Exercise brief
Copy every one of the records below line for line, changing nothing.

Stored entries
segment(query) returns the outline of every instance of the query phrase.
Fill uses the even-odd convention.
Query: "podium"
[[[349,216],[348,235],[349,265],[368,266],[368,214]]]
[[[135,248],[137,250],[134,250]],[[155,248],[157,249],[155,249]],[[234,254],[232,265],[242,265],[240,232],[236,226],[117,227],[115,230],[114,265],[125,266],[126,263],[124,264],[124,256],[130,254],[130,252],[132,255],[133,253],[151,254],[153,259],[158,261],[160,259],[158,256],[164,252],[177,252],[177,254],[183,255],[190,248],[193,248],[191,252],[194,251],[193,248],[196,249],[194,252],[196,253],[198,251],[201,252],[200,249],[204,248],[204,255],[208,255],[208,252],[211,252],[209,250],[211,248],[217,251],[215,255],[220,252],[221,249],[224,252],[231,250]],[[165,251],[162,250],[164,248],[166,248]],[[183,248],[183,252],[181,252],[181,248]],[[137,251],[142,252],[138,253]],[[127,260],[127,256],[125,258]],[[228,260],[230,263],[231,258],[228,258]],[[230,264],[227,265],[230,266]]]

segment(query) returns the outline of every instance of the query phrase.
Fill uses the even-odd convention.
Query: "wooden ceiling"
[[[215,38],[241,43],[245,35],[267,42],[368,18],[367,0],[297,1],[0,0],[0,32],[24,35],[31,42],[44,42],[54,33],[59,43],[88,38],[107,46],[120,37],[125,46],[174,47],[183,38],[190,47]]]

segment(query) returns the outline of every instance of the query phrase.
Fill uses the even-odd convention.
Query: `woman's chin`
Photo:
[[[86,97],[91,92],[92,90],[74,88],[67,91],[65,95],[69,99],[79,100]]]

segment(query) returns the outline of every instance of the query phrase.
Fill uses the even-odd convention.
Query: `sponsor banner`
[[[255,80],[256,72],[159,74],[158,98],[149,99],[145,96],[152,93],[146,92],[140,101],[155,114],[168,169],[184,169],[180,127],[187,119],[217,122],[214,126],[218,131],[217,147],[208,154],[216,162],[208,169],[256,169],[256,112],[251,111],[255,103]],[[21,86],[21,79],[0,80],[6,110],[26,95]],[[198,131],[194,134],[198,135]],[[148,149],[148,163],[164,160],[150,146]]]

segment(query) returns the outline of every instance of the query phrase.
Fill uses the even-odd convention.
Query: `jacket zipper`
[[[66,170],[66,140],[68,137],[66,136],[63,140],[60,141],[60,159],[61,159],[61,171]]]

Task response
segment(query) returns the outline of every instance of the query phrase.
Fill uses the even-odd convention.
Query: "podium"
[[[349,216],[348,235],[349,265],[368,266],[368,214]]]
[[[135,248],[137,250],[134,250]],[[155,248],[157,249],[155,249]],[[234,254],[232,265],[242,265],[240,232],[236,226],[117,227],[115,230],[114,265],[125,266],[126,263],[124,264],[124,256],[130,254],[130,252],[132,255],[133,253],[151,254],[153,259],[158,261],[160,259],[158,256],[164,252],[177,252],[177,254],[183,255],[190,248],[193,248],[191,252],[194,251],[193,248],[196,249],[194,252],[196,253],[198,251],[201,252],[200,249],[204,248],[204,255],[208,255],[208,252],[211,252],[209,250],[211,248],[217,251],[215,255],[220,252],[221,249],[224,252],[231,250]],[[165,251],[162,250],[164,248],[166,248]],[[183,248],[183,252],[181,252],[181,248]],[[137,251],[142,252],[138,253]],[[127,260],[127,256],[125,258]],[[228,260],[230,263],[231,258],[228,258]],[[230,264],[227,265],[230,266]]]

segment(query) returns the outline of every instance of the query phrase.
Fill uses the even-odd convention.
Query: "wooden ceiling"
[[[215,38],[241,43],[245,35],[267,42],[368,18],[367,0],[297,1],[0,0],[0,32],[24,35],[31,42],[44,42],[54,33],[59,43],[88,38],[107,46],[120,37],[125,46],[174,47],[183,38],[190,47]]]

segment(query) returns the outline of every instance of the query phrase.
Fill uses the even-odd convention.
Query: `woman's chin`
Photo:
[[[86,97],[91,92],[92,90],[74,88],[67,91],[65,95],[69,99],[79,100]]]

segment(query) returns the outline of every instance of the query phrase.
Fill uses the even-odd convention.
Query: `sponsor banner`
[[[255,80],[256,72],[159,74],[158,98],[149,99],[145,96],[152,93],[146,92],[140,101],[155,114],[168,169],[184,169],[180,127],[187,119],[217,122],[214,126],[218,131],[217,147],[208,154],[216,162],[208,169],[256,169],[256,112],[251,111],[255,103]],[[21,86],[21,79],[0,80],[6,110],[26,95]],[[198,131],[194,134],[198,135]],[[148,149],[148,163],[164,160],[150,146]]]

segment(query) returns the outline of every instance of the query phrase.
Fill uses the even-odd convention.
Query: `jacket zipper`
[[[66,170],[66,140],[68,137],[66,136],[63,140],[60,141],[60,159],[61,159],[61,171]]]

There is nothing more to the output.